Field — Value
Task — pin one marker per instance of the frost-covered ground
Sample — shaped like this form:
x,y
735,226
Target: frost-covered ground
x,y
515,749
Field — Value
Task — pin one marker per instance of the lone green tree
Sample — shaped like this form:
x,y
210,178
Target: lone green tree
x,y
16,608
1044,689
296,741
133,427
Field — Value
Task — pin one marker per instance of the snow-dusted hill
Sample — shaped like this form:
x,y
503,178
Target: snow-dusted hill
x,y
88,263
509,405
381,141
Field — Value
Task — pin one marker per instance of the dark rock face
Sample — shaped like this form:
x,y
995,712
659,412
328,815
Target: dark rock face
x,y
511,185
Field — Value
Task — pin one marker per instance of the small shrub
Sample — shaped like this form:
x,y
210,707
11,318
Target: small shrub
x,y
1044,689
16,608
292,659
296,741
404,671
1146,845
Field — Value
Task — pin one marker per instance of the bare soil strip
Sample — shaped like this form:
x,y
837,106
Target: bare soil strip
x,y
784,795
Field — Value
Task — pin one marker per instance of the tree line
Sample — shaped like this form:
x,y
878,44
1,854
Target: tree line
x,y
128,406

▸ **What you have to do**
Reproduce all the records precisely.

▸ **Answer space**
Field — Value
Task — pin one marker per instance of the frost-covered ground
Sample — shaped like this form:
x,y
735,226
Target: frost-covered ground
x,y
515,749
Field — Value
Task — pin one marker per instance of the lone green tree
Sample — shaped like this form:
x,y
210,178
Target: lone green tree
x,y
16,608
1044,689
296,741
133,427
Field — Value
Task — pin one marker per instance of the snow-dusted hill
Sample — shaped like this form:
x,y
503,178
Target: snow-dusted hill
x,y
88,263
509,405
381,141
Field — Value
Task — pin one marker per instance of the dark rock face
Sample — shaped like this form:
x,y
995,712
659,412
328,815
Target: dark rock face
x,y
511,185
Field — Value
Task — pin one marker per instance of the small shrub
Sample — shaped like this form:
x,y
210,707
11,318
Target: small shrub
x,y
1044,689
16,608
292,659
296,741
404,671
1146,845
Field — Value
Task — pin one marker per instance of the bare soil strip
Sample — shaped like this form:
x,y
837,106
Target: bare soil strip
x,y
784,795
Field — Value
Task — pin one marker per instance of the tree line
Sample — shaped like this form:
x,y
878,44
1,854
Target: tree line
x,y
128,406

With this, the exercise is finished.